■ **RECORDS FOR PROCESSING**:
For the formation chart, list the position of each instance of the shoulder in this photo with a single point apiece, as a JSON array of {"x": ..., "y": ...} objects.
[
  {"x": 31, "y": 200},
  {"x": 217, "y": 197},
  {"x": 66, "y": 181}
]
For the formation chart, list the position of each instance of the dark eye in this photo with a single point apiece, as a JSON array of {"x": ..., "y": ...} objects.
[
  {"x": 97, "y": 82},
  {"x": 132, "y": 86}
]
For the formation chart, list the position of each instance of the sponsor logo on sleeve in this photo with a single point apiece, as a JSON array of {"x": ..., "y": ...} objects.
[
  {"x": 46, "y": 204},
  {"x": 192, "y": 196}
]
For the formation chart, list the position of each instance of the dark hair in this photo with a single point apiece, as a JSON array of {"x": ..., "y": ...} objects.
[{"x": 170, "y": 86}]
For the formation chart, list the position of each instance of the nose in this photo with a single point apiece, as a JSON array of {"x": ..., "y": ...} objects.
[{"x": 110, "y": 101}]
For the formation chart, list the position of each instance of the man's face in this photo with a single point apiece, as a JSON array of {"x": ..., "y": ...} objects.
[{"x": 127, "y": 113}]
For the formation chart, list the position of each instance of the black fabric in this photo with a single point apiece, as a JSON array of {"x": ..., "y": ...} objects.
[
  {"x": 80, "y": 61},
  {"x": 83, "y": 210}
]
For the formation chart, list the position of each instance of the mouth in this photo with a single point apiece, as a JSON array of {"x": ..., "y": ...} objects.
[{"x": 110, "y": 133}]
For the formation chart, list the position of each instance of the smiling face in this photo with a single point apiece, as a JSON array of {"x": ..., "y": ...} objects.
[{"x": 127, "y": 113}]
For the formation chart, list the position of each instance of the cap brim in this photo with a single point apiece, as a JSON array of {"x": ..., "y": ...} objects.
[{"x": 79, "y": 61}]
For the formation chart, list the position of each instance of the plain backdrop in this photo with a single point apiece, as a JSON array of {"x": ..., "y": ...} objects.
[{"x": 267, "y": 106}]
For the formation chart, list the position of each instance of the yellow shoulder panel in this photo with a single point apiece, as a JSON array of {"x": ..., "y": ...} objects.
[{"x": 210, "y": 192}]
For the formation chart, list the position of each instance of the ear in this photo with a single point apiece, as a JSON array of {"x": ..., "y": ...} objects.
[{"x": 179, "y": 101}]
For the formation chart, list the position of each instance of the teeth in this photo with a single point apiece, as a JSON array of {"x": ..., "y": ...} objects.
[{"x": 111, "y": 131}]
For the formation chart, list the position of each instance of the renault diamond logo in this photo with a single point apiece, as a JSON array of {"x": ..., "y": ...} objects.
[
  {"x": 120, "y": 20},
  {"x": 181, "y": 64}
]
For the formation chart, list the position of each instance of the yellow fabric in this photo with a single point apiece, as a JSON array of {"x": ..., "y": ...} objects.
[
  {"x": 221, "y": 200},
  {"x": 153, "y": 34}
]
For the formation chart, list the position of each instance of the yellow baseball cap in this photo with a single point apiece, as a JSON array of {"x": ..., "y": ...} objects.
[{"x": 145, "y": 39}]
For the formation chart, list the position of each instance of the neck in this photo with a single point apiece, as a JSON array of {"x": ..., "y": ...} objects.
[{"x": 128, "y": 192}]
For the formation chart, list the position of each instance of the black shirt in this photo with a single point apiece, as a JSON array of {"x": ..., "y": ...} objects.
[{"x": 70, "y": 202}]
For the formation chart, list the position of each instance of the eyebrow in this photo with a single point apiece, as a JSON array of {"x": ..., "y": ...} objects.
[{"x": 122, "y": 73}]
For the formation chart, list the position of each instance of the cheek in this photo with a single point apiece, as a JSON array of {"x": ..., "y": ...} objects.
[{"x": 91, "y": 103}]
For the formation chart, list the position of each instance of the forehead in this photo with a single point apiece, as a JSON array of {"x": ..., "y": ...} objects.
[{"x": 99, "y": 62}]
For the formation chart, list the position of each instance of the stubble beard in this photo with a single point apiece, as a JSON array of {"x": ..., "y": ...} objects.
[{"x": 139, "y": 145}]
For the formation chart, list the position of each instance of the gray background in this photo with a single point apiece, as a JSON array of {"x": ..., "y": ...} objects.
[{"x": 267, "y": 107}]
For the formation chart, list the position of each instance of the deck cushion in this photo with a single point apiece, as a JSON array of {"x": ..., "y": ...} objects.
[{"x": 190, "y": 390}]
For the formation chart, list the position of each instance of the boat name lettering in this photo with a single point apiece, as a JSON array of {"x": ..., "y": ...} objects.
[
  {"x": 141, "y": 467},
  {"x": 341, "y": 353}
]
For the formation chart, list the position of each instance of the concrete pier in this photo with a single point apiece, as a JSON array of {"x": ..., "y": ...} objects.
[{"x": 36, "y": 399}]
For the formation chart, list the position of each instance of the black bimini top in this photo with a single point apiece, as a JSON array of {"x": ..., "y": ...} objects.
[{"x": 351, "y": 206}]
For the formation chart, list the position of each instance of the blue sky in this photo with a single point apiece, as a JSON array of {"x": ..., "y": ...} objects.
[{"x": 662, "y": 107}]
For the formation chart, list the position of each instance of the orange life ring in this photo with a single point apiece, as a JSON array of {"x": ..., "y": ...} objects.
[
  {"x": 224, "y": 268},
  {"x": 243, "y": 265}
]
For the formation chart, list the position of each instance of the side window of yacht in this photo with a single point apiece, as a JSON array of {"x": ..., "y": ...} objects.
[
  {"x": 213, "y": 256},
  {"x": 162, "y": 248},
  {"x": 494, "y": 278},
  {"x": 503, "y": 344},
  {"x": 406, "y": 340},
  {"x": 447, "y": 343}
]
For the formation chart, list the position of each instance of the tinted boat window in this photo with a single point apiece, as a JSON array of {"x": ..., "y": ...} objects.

* * *

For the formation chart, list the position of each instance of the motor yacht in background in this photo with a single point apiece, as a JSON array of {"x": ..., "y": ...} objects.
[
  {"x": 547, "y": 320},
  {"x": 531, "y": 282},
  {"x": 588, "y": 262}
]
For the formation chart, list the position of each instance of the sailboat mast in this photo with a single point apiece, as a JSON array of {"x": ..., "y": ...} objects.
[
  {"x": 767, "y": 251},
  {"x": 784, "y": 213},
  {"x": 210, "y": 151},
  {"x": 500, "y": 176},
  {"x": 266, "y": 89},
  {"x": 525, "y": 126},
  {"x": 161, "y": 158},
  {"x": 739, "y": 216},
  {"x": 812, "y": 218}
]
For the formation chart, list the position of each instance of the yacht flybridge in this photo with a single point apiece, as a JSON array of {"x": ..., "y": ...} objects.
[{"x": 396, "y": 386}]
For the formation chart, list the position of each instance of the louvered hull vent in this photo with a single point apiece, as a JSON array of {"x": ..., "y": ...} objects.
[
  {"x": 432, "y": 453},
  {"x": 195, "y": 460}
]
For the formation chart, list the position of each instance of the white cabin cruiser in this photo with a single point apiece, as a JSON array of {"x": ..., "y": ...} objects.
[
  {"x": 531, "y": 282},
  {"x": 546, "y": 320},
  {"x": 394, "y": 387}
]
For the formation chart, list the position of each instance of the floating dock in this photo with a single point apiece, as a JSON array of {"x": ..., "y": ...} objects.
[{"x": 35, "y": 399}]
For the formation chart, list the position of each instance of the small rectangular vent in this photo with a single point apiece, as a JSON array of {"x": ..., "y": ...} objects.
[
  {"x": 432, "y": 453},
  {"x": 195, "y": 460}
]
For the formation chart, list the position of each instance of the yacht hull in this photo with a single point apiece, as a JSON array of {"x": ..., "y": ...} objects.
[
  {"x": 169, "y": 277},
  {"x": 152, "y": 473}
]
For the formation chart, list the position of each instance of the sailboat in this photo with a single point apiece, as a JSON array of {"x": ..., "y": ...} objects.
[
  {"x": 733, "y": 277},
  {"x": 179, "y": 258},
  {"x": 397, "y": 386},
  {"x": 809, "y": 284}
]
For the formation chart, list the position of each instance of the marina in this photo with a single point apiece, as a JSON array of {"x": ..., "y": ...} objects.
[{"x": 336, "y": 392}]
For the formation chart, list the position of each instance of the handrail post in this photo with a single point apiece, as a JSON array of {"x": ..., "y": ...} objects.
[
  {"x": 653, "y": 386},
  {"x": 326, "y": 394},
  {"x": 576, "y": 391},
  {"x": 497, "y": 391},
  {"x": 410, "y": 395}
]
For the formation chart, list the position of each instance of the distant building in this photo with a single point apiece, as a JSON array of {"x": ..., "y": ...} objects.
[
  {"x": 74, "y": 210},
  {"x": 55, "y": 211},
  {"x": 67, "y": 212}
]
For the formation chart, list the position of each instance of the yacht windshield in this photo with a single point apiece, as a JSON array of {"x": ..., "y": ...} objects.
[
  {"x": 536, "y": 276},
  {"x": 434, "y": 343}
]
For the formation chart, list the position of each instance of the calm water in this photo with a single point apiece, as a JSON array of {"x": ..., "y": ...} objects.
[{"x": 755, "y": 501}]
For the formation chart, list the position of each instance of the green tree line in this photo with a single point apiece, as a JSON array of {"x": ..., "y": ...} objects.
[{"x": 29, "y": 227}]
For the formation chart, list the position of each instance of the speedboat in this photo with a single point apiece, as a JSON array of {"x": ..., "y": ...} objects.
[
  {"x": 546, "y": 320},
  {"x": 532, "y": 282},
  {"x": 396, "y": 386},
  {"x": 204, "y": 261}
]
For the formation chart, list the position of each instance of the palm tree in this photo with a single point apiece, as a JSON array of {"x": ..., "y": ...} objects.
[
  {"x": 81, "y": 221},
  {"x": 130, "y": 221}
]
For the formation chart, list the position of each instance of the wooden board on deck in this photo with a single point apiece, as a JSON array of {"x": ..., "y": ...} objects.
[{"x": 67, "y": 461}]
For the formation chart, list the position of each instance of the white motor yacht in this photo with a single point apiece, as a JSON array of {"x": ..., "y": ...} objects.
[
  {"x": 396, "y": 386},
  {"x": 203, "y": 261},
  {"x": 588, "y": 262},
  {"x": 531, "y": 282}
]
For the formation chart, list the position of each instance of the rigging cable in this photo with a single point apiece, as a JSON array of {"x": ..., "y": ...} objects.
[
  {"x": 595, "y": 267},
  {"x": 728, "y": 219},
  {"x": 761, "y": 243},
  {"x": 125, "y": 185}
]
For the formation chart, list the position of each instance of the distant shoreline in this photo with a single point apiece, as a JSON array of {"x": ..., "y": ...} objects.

■ **REQUIREMENT**:
Give an exact copy of the lines above from the line with "of the concrete" up to and including the line with "of the tinted", and leave everything else out.

■ **ANSWER BOX**:
For the formation chart, list the position of each instance of the concrete pier in this photo with a single point apiece, as a JSON array of {"x": ..., "y": ...} objects.
[{"x": 36, "y": 399}]
For the formation chart, list the position of each instance of the black bimini top in this photo with a single point apiece, as a JSON array of {"x": ..., "y": ...} objects.
[{"x": 351, "y": 206}]
For the formation chart, list the position of each instance of the blue sky in this photo with a single point apiece, as a JSON array of {"x": ..., "y": ...} objects.
[{"x": 662, "y": 107}]
For the formation chart, list the position of each instance of the orange life ring in this photo with a single point apiece, as a JSON array of {"x": ..., "y": ...} objects.
[
  {"x": 224, "y": 268},
  {"x": 243, "y": 265}
]
For the formation chart, list the position of each instance of the side window of yacht in this photo with a single point apiece, as a JSON array of {"x": ..., "y": ...} objects.
[
  {"x": 213, "y": 256},
  {"x": 162, "y": 248},
  {"x": 494, "y": 278},
  {"x": 503, "y": 344},
  {"x": 406, "y": 340},
  {"x": 447, "y": 343}
]
For the formation chart, list the position of each instance of the tinted boat window in this photo with a single point apiece, as a JSON array of {"x": ..., "y": ...} objects.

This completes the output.